_THE EXERCISE_
Reproduce the entries below, swapping "pointer" for "locator" wherever it occurs and keeping everything else the same. Leave the pictures out.

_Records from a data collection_
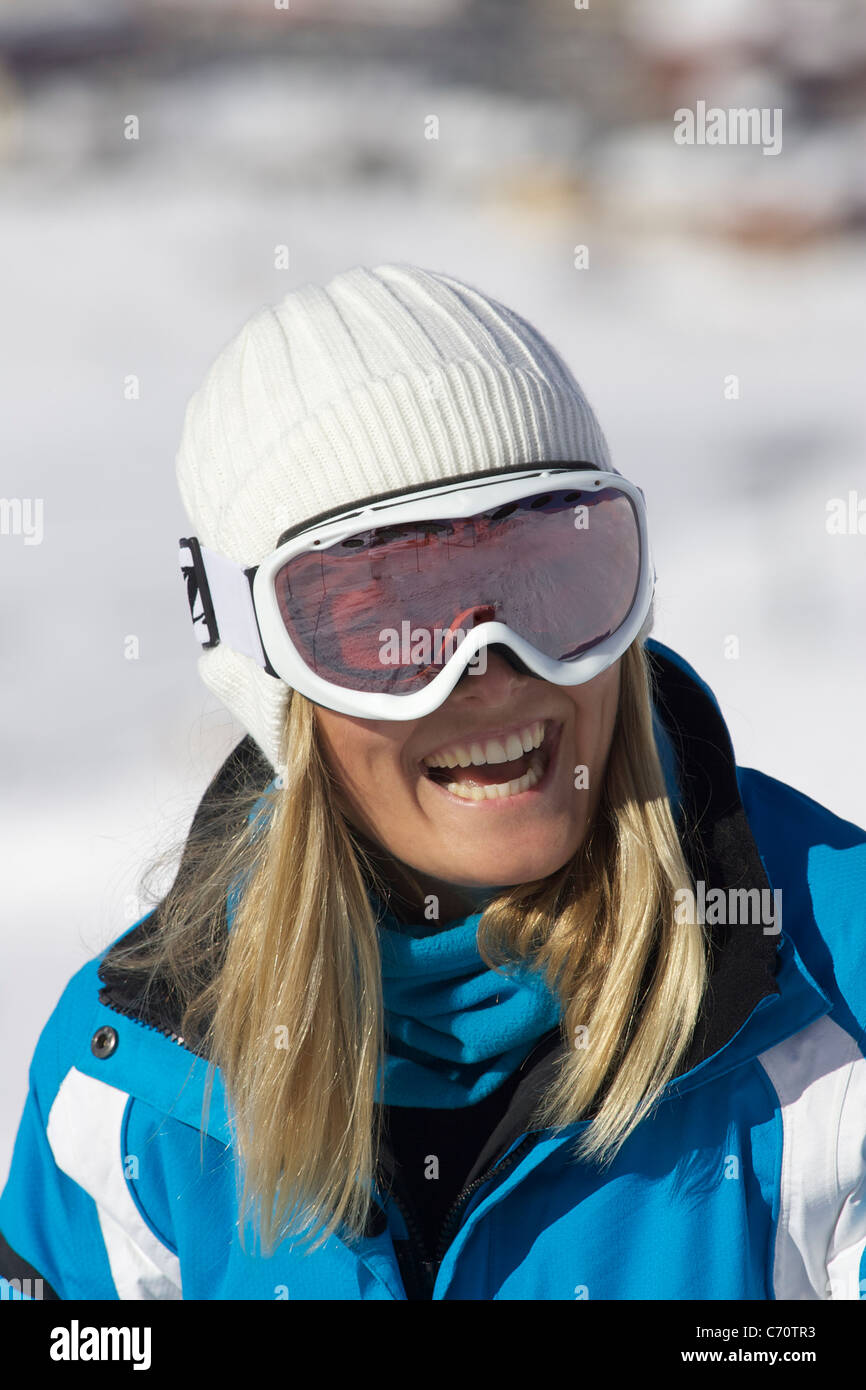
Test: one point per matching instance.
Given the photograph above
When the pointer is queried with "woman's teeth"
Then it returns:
(492, 751)
(510, 749)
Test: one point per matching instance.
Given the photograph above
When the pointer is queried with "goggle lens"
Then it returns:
(384, 609)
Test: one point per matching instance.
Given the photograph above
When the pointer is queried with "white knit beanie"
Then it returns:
(382, 378)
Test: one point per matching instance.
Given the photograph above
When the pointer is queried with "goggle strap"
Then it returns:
(227, 601)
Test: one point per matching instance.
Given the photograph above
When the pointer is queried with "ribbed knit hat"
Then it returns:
(382, 378)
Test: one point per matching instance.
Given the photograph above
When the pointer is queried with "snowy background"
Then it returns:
(306, 129)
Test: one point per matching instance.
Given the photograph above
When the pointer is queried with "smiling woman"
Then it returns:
(424, 1014)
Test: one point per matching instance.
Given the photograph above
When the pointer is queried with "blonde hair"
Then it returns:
(289, 1007)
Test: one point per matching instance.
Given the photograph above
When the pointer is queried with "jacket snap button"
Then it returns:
(103, 1041)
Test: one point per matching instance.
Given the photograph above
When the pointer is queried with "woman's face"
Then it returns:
(439, 819)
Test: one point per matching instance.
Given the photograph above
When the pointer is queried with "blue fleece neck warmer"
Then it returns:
(455, 1029)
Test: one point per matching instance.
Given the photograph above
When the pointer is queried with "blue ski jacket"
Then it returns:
(745, 1182)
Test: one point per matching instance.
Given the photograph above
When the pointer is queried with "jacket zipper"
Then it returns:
(154, 1027)
(452, 1221)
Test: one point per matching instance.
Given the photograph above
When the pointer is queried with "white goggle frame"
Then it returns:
(241, 608)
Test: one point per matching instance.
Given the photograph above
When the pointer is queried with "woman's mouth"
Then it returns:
(495, 769)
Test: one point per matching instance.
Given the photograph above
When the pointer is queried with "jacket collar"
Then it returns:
(748, 969)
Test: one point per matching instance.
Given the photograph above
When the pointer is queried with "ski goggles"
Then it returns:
(381, 609)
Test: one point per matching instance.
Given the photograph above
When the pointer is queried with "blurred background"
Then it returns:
(170, 166)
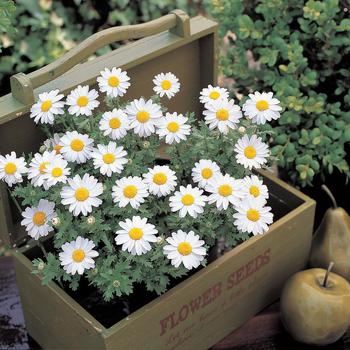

_TASK RESPONSE_
Test: one point per matching instance.
Given the photograph above
When the locator is queried with "woman's teeth"
Then it returns:
(492, 751)
(510, 749)
Test: one point per matching instance.
Given the photograph above
When the locator is queried with "goggle lens"
Then it returns:
(384, 609)
Test: one point per matching instance.
Given the photograph above
When the locator is queried with "white knit beanie"
Then it returns:
(382, 378)
Test: one point per matching instance.
Given the photograph above
When the locator is queried with "goggle strap"
Then it returns:
(227, 601)
Test: one point per matching instance.
Given the photograph above
When the locator is queried with "ribbed knit hat"
Then it returns:
(382, 378)
Test: one point per matching instance.
Given the photograph above
When the locator is queried with "snowy background"
Then it returns:
(306, 129)
Test: one point per matching instance.
Given the photograph above
When the locator is queried with "smiling woman"
Then it returns:
(424, 1014)
Test: one point per matching instance.
Given the photograph above
When the locator is queried with "blonde hair"
Then it returns:
(289, 1007)
Test: one point per matching instance.
Given the photograph above
When the locator is queried with "jacket snap button"
Then it returns:
(103, 1041)
Test: one point per matching instance.
Given the photograph above
When the locator is queried with "woman's face"
Then it returns:
(439, 819)
Test: one point per matching instance.
Given the photograph above
When the locator is queried with "blue fleece neck warmer"
Then it returns:
(455, 1029)
Test: one point per matching instance.
Given the photograph above
When the locator is queried with "blue ski jacket"
Then it returns:
(745, 1182)
Test: one point per matching instance.
Given the photograph above
When the locator is queried with "jacket zipper"
Then it returns:
(154, 1027)
(452, 1221)
Test: one point per matching instance.
Given the photograph above
When the locator is queried with "white goggle frame"
Then it returns:
(241, 608)
Test: one point per matching instance.
Given the photograph above
When the locator is queried with "woman's mouth"
Then it returns:
(495, 769)
Test: one point per matching instance.
Given the photograph above
When the locator is queried with "jacket collar"
Then it returns:
(748, 969)
Test: one point per matching instance.
Given the photograph above
When the locator is queried with "ski goggles"
Then it returns:
(381, 609)
Test: one point per matching instance.
Given the photograph above
When the locator is queried with "blurred background"
Then it returns:
(170, 166)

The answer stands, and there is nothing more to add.